__What to produce__. Reproduce the lines of the material exactly, excluding every image.

### Data rows ###

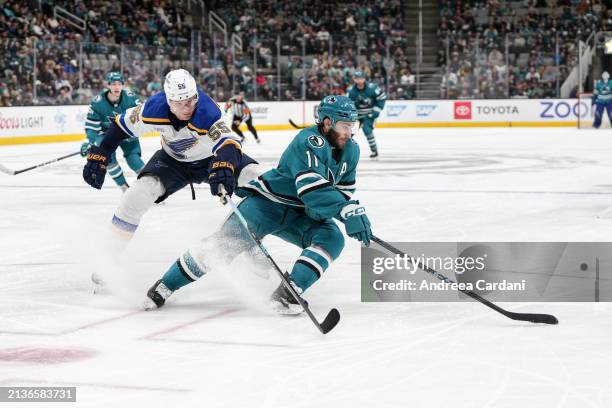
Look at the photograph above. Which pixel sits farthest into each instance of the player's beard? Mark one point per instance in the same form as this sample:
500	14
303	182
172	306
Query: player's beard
333	138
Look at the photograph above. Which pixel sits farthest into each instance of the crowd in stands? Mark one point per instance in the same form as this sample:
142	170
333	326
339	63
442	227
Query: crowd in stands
523	49
49	60
488	48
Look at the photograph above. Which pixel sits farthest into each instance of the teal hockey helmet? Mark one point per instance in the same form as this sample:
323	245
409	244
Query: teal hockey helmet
114	76
337	108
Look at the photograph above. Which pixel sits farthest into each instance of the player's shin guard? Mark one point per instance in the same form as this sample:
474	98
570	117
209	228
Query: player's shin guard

###

__Complete answer__.
Look at the photograph above. Which pixel sits farthest into each instance of the player's beard? Mark one point per instance in the same form as this sample:
500	14
303	182
172	306
Query: player's beard
333	138
Look at the photograph above. Which pixel sits farthest into each instance of the crowd in stands? Mark one point per instance in the same form as this sample:
142	170
333	326
339	63
442	227
Query: crowd in stands
523	49
49	60
488	48
Look at the photograph above. Which pixel sits farthest into each instance of the teal hockey helmet? Mark one point per instance in the same form as this sample:
323	245
409	244
Query: teal hockey helmet
114	76
337	108
Look at the photograph above. Which pixel sits farthest into each instance of the player's shin guard? Mark one point per instance in the same form as this sample:
474	98
570	117
209	228
Query: player's shin guard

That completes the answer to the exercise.